Reproduce every one of the records below word for word, leaving out the pictures.
******************************
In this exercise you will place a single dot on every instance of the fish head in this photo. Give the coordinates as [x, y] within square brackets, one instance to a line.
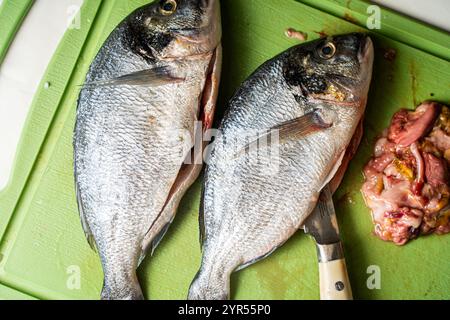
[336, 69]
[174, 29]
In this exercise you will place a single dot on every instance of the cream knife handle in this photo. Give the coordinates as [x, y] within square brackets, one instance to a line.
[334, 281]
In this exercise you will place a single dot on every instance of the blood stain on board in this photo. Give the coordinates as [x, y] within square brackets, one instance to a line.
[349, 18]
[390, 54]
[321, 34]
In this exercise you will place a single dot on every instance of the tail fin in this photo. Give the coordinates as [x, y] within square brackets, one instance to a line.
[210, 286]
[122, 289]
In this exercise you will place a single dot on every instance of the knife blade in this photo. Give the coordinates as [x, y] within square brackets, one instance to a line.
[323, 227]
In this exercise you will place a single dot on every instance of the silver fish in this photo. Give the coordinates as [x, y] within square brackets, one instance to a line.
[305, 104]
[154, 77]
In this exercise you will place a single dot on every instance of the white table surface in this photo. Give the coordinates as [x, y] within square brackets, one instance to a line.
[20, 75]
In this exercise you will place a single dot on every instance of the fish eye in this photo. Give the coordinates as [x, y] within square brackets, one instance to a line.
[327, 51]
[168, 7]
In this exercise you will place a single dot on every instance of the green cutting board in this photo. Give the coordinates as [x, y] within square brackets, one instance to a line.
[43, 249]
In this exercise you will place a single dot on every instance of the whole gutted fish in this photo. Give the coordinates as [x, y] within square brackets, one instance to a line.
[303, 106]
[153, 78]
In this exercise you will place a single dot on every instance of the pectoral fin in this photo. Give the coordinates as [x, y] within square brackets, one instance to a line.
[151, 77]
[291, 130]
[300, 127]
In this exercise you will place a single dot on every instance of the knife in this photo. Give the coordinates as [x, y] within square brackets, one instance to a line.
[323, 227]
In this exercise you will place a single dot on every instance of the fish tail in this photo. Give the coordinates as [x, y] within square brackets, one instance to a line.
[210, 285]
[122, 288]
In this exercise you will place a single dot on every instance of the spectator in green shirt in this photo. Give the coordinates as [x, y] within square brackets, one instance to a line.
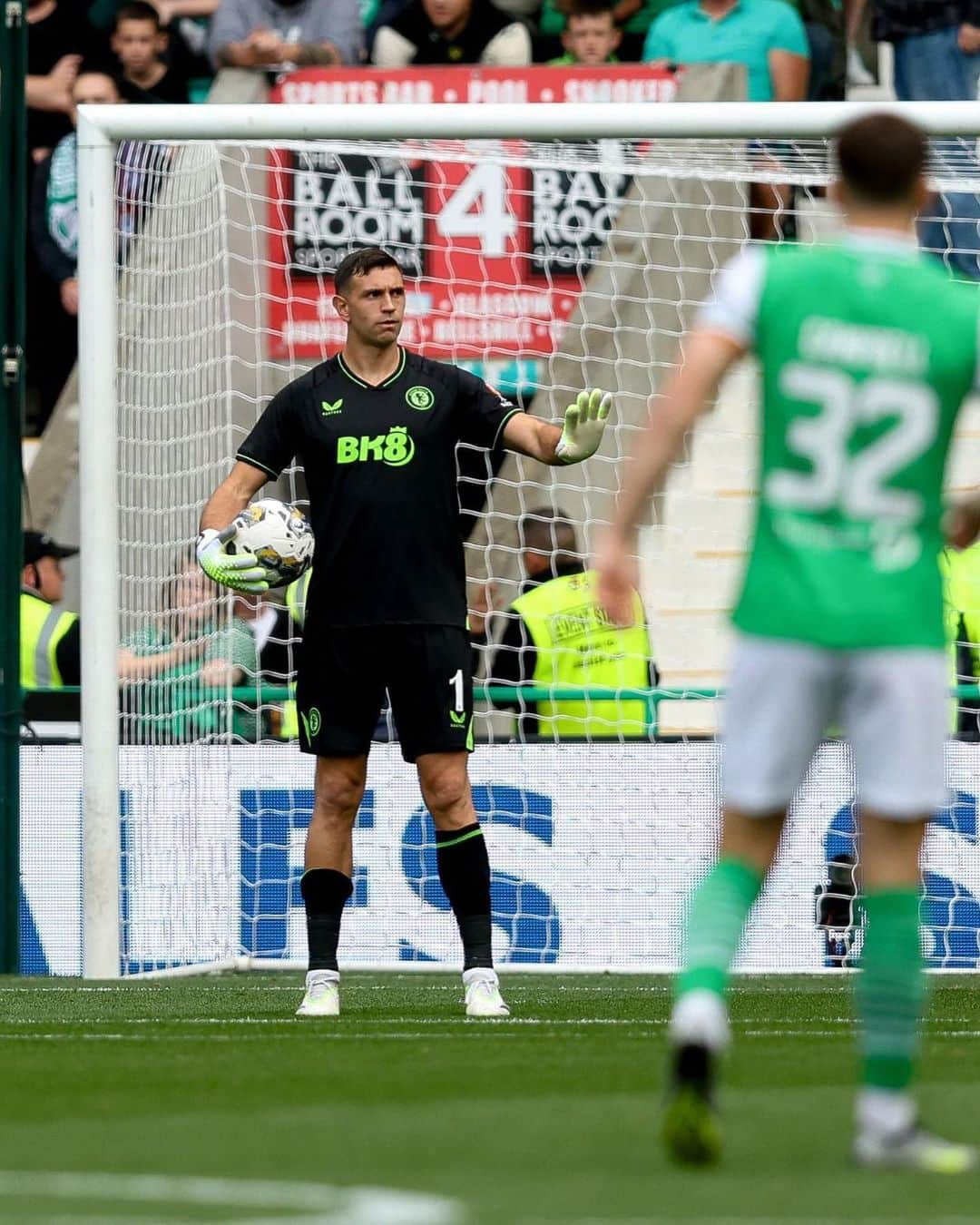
******************************
- **ANSWER TO THE TASK**:
In this exercise you will place a single dot on every instance of the fish head in this photo. Give the coordinates as [x, y] within square brackets, one instance to a line.
[336, 69]
[174, 29]
In this exercise you will place a single dot on every instance of the cream knife handle in this photo. Give the coordinates as [x, y] within square brackets, one instance to a line.
[334, 281]
In this exercise you will place a single dot on every instance of the blood stain on board in this photo. Give the coordinates as [x, y] within square brackets, one instance to a line.
[349, 18]
[390, 54]
[321, 34]
In this exercise you will place a single dot on every instance of the tail fin in this photo. Give the coordinates as [x, y] within square brackets, one instance to a line.
[210, 286]
[122, 289]
In this exercise you will place a single dot on every instance of the knife blade in this photo. Give the coordinates as [x, y] within square brackets, one instance to a line.
[323, 227]
In this exercise you will place a single dot on every instance of the silver fish in this photo. Give the coordinates as [x, y] within square brackets, one instance to a line.
[305, 104]
[154, 77]
In this exercise you will place a single dot on every instance of the white table surface in this photo. Give the coordinates as [x, y] within square brackets, one instance to a line.
[20, 75]
In this exercise you will place a single dot on every instance of the fish eye in this photo. Give the coordinates as [x, y] within square brackets, one instance to a line.
[327, 51]
[168, 7]
In this exercise you will place a single dot on every instance of the green cutting board in this photo. Give the coordinates as [x, y] within square brackets, one instance to a line.
[43, 249]
In this exercise you will place a single dot on every instance of the whole gutted fish in this photo. Give the coordinates as [x, y] within square brackets, one instance to a line.
[303, 106]
[153, 78]
In this exercise you will place a single dot on every instance of the pectoral fin in this photo. Give the coordinates as [x, y] within square brackets, one instance to a line.
[151, 77]
[291, 130]
[300, 127]
In this exercise you will place a single dot on every instance of the knife in this photo. Give the coordinates as [x, y] within square brackets, one instance to a line.
[323, 227]
In this exercise you will place a single dot on every instance of the fish tail in this photo. Give the coordinates as [x, y] within square brackets, one instance to a line.
[210, 285]
[122, 288]
In this exercise you will place a single dot on every instance of the spectator in green shirt in this photo. Give the coordinates as [x, y] within square brackets, one instance to a line.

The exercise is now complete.